§ Goal 1:
Please condense the paragraph beginning "Often times, when looking for commands online" in the passage below into a short bulleted list that keeps its main facts.

··· Passage ···

6.3 The 5 commandments of Bare Bones Bash

The Bare Bones Bash philosophy of learning to code follows five simple commandments:

Table 6.2: The five commandments of BareBonesBash
1) Be lazy! Desire for shortcuts motivates you to explore more!
2) Google The Hive-Mind knows everything! 99% of the time, someone else has already had the same issue.
3) Document everything you do! Make future you happy!
4) There will ALWAYS be a typo! Don’t get disheartened, even best programmers make mistakes!
5) Don’t be afraid of you freedom! Explore! Try out things!
Pro Tip

Remember: No one writes code that works first time, or without looking at StackOverflow sooner or later.

6.4 What is a terminal?

A terminal is simply a fancy window that allows us to access the command-line interface of a computer or server (Figure 6.3).

The command-line itself is how we can work on the computer with just text.

bash (bourne again shell) is one of the most popular languages used in the terminal.

6.5 Understanding the command prompt

Figure 6.3: An example command prompt

After opening the terminal what we will normally see is a blank screen with a ‘command prompt’, like the one shown above. This typically consists of our username, the device name, a colon, a directory path and ends with a dollar symbol. Like so.

<username>@<device_name>:~$

The command prompt is never involved in any command, it is just there to ensure we know who and where we are. When copying a command we should NOT copy the command prompt.

Often times, when looking for commands online, the commands ran will be prefaced with a $. This is a stand-in for the command prompt. When adding multi-line commands, it is also common to preface the additional lines with a >. When copying such commands it is therefore important to remove these characters from the start of each line (if present).

···

§ Goal 2:
Update the listing below, everything from the line containing "Our QA team would like to know where the front" down to the line containing "left=0, top=36, right=72, bottom=63", by replacing "front garden" with "back garden" and leaving all else unchanged. Give only those lines of the listing.

··· Records provided ···

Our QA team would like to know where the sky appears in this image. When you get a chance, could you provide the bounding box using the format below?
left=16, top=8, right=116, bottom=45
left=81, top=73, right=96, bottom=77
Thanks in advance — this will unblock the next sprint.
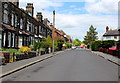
left=19, top=0, right=119, bottom=41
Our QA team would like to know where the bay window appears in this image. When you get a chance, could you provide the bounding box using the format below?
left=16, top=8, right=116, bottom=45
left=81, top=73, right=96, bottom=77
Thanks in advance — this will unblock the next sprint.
left=3, top=9, right=8, bottom=23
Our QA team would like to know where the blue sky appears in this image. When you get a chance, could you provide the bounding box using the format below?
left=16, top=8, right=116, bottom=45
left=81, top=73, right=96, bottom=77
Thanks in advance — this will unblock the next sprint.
left=20, top=0, right=119, bottom=41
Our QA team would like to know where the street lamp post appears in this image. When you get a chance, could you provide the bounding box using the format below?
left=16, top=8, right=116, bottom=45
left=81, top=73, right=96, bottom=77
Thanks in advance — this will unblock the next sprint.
left=52, top=10, right=55, bottom=55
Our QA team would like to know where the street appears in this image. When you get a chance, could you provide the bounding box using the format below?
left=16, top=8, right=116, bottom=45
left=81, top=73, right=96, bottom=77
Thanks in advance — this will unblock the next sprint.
left=3, top=48, right=118, bottom=81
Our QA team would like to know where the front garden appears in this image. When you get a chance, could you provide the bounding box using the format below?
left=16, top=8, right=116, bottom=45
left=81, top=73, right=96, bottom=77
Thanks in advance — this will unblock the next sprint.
left=0, top=36, right=72, bottom=63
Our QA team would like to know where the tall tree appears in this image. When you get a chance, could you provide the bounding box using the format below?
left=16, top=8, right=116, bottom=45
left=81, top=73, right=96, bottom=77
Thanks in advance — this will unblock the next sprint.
left=46, top=35, right=52, bottom=47
left=84, top=25, right=98, bottom=44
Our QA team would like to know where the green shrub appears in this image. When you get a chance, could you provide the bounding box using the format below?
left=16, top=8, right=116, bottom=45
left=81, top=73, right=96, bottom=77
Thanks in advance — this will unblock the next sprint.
left=102, top=40, right=116, bottom=49
left=65, top=43, right=72, bottom=48
left=91, top=41, right=102, bottom=51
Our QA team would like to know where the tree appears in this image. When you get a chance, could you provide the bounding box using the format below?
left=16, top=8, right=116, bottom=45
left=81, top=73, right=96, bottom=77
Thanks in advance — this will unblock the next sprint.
left=73, top=39, right=81, bottom=46
left=84, top=25, right=98, bottom=45
left=45, top=35, right=52, bottom=47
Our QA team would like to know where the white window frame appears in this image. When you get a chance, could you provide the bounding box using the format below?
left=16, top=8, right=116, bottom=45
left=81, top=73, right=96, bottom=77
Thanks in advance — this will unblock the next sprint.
left=3, top=9, right=8, bottom=23
left=8, top=32, right=11, bottom=47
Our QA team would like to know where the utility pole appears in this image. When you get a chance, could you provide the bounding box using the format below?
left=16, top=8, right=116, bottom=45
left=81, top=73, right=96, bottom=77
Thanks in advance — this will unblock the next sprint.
left=52, top=10, right=55, bottom=55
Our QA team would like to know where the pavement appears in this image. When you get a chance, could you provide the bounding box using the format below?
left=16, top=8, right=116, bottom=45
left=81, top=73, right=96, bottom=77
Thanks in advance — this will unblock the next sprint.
left=91, top=51, right=120, bottom=66
left=0, top=49, right=70, bottom=77
left=2, top=49, right=118, bottom=83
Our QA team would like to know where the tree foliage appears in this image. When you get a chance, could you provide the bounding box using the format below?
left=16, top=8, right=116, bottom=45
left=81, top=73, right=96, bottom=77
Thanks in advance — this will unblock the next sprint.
left=73, top=39, right=82, bottom=46
left=84, top=25, right=98, bottom=45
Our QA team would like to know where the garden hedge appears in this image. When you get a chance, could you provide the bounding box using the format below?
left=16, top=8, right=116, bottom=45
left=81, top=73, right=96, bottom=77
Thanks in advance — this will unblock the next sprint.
left=91, top=40, right=116, bottom=51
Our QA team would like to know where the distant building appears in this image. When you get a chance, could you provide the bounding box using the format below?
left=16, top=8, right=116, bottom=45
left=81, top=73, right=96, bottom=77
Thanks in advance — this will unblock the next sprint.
left=50, top=24, right=72, bottom=43
left=103, top=26, right=119, bottom=41
left=0, top=1, right=52, bottom=48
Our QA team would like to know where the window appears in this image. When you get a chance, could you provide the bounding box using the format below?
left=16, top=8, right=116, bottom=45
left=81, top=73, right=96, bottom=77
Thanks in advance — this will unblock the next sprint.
left=20, top=18, right=23, bottom=29
left=3, top=9, right=8, bottom=23
left=35, top=26, right=37, bottom=34
left=12, top=33, right=15, bottom=47
left=39, top=26, right=42, bottom=33
left=114, top=36, right=117, bottom=39
left=106, top=36, right=111, bottom=40
left=18, top=36, right=23, bottom=47
left=8, top=32, right=11, bottom=47
left=0, top=32, right=2, bottom=48
left=27, top=22, right=30, bottom=31
left=15, top=15, right=18, bottom=27
left=3, top=33, right=6, bottom=47
left=11, top=13, right=15, bottom=26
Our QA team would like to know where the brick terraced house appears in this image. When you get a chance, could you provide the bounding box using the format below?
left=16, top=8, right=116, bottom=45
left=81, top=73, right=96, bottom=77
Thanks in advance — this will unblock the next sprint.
left=0, top=1, right=52, bottom=48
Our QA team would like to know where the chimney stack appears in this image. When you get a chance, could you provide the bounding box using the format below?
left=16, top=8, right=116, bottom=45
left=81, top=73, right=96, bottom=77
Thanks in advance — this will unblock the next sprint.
left=36, top=12, right=43, bottom=22
left=106, top=26, right=109, bottom=32
left=26, top=3, right=34, bottom=16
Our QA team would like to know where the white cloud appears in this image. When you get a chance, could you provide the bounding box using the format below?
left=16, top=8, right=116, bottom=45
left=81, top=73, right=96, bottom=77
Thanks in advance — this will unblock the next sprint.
left=20, top=0, right=118, bottom=40
left=42, top=11, right=118, bottom=40
left=85, top=0, right=119, bottom=14
left=70, top=5, right=76, bottom=8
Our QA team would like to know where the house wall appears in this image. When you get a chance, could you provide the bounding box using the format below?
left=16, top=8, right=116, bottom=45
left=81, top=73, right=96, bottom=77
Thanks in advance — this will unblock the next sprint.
left=2, top=2, right=52, bottom=48
left=0, top=1, right=2, bottom=48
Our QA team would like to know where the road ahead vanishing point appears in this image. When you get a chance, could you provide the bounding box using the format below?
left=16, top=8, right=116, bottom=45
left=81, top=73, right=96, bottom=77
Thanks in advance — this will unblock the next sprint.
left=3, top=49, right=118, bottom=81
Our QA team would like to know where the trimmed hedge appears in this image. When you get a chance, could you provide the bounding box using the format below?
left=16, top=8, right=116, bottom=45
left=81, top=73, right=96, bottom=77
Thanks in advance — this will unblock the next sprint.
left=91, top=40, right=116, bottom=51
left=91, top=41, right=102, bottom=51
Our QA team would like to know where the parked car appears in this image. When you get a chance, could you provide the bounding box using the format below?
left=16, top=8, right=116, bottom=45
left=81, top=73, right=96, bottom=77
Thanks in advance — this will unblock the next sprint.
left=72, top=46, right=77, bottom=49
left=80, top=46, right=85, bottom=48
left=109, top=46, right=117, bottom=50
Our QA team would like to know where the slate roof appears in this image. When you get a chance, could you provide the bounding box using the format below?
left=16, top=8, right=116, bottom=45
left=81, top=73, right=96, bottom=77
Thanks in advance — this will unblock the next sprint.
left=103, top=30, right=119, bottom=36
left=2, top=24, right=16, bottom=31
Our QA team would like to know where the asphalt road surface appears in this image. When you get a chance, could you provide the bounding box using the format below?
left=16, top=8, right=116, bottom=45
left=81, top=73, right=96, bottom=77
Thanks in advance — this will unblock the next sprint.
left=3, top=49, right=118, bottom=81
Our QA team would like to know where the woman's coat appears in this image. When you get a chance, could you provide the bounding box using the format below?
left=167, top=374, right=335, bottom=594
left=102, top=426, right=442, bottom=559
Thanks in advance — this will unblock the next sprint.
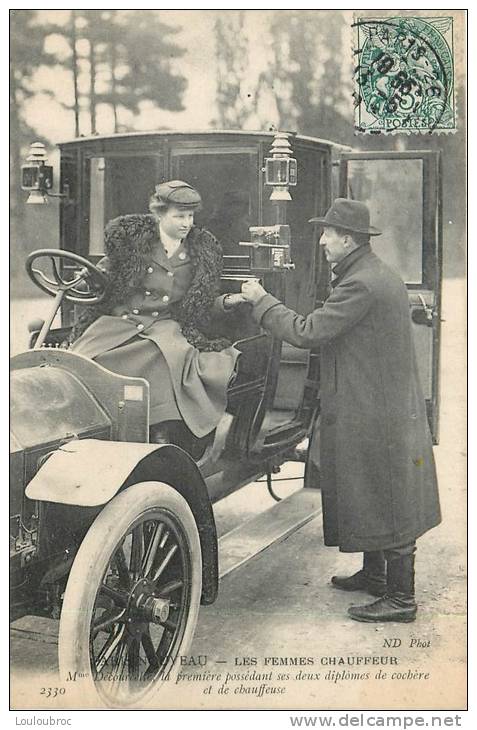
left=254, top=245, right=441, bottom=552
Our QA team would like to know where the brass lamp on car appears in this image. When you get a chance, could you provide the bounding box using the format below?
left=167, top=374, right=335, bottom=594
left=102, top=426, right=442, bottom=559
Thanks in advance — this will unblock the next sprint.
left=265, top=132, right=297, bottom=200
left=22, top=142, right=68, bottom=205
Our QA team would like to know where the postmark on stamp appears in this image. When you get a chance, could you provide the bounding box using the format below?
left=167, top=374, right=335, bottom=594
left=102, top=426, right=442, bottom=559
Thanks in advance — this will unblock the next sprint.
left=353, top=15, right=456, bottom=134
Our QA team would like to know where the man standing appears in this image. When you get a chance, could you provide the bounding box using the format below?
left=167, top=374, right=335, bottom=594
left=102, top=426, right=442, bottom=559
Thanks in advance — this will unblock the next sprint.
left=242, top=198, right=441, bottom=622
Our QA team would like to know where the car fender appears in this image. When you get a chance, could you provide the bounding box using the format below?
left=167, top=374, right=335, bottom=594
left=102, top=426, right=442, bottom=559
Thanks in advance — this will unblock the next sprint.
left=25, top=439, right=218, bottom=603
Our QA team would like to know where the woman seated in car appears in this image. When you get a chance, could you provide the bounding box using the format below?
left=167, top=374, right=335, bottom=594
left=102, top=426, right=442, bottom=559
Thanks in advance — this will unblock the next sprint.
left=72, top=180, right=243, bottom=450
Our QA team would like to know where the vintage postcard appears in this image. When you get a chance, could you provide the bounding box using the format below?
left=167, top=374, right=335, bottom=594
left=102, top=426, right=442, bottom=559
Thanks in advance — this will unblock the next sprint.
left=9, top=9, right=467, bottom=727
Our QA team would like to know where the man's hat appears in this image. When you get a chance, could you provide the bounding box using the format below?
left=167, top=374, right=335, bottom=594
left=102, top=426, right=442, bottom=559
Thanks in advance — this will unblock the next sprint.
left=153, top=180, right=202, bottom=208
left=308, top=198, right=381, bottom=236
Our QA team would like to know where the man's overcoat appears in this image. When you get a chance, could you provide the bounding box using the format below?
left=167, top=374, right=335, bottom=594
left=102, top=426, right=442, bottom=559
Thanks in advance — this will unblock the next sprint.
left=254, top=245, right=440, bottom=552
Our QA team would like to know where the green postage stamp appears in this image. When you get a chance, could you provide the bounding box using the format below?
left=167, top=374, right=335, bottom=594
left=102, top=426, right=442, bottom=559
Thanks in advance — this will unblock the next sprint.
left=353, top=15, right=456, bottom=134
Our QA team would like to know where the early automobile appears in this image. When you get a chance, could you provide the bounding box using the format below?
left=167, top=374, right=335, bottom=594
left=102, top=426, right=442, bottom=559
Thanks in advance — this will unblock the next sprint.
left=10, top=131, right=441, bottom=708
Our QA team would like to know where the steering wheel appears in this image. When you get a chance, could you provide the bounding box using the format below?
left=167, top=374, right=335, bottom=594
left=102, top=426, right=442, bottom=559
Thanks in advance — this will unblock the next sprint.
left=25, top=248, right=108, bottom=304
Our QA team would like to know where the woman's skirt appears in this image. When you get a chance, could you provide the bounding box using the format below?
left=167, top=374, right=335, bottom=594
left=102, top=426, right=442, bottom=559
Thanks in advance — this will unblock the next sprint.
left=71, top=315, right=240, bottom=438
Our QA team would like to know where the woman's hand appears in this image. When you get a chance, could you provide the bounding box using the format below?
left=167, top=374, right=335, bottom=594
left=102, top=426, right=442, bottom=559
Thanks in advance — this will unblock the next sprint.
left=242, top=279, right=267, bottom=304
left=224, top=292, right=247, bottom=309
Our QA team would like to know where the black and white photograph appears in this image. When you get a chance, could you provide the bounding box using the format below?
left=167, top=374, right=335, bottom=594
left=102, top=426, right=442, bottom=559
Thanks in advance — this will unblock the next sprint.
left=9, top=8, right=468, bottom=716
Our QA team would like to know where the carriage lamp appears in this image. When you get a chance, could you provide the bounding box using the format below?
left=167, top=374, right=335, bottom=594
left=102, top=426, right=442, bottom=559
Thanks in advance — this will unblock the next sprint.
left=22, top=142, right=68, bottom=205
left=264, top=132, right=297, bottom=200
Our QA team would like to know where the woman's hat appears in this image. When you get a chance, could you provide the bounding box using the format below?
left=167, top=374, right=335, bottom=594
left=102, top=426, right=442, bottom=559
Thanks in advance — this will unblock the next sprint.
left=308, top=198, right=381, bottom=236
left=153, top=180, right=202, bottom=208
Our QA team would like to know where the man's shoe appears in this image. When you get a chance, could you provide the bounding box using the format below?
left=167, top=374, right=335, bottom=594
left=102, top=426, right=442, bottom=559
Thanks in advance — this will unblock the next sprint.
left=348, top=594, right=417, bottom=623
left=331, top=570, right=386, bottom=596
left=348, top=555, right=417, bottom=623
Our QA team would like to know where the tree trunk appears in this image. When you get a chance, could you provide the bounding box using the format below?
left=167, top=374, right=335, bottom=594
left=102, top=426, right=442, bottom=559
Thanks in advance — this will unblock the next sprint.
left=89, top=40, right=96, bottom=134
left=110, top=43, right=119, bottom=132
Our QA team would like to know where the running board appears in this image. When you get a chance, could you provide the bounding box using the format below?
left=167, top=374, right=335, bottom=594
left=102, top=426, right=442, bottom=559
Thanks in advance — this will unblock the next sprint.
left=219, top=488, right=321, bottom=578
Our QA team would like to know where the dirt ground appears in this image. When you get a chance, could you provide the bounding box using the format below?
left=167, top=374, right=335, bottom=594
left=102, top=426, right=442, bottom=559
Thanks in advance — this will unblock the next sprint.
left=11, top=279, right=467, bottom=710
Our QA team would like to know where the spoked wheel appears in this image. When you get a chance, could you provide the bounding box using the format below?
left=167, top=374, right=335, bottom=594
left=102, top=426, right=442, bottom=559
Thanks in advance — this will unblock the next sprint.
left=59, top=482, right=202, bottom=707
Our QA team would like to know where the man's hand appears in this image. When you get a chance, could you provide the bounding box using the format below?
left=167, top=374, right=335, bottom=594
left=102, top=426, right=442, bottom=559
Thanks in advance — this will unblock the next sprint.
left=224, top=292, right=247, bottom=309
left=242, top=279, right=267, bottom=304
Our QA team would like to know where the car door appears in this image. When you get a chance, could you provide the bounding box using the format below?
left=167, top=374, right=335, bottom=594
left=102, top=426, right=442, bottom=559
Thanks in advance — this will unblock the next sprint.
left=340, top=151, right=442, bottom=443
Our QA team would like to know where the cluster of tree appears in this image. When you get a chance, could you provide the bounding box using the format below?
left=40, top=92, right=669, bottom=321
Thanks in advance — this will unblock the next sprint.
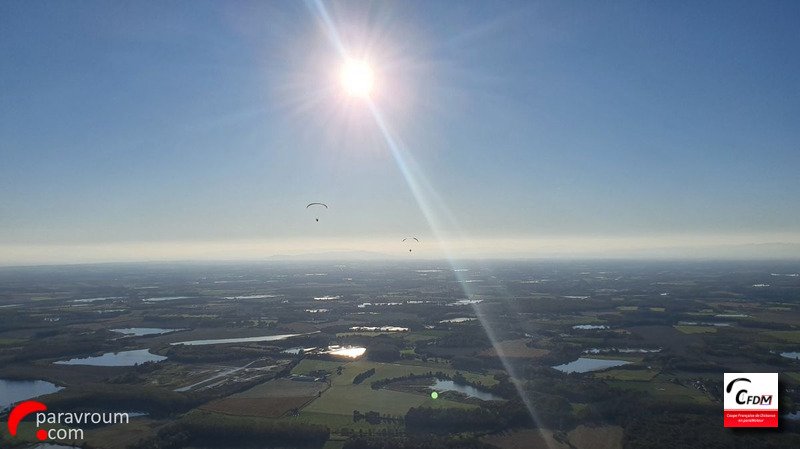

···

§ Problem solution 1:
- Commands found online are often prefaced with a $, which stands in for the command prompt.
- In multi-line commands, the additional lines are commonly prefaced with a >.
- When copying such commands, remove these characters from the start of each line, if present.

§ Problem solution 2:
Our QA team would like to know where the back garden appears in this image. When you get a chance, could you provide the bounding box using the format below?
left=16, top=8, right=116, bottom=45
left=81, top=73, right=96, bottom=77
Thanks in advance — this will unblock the next sprint.
left=0, top=36, right=72, bottom=63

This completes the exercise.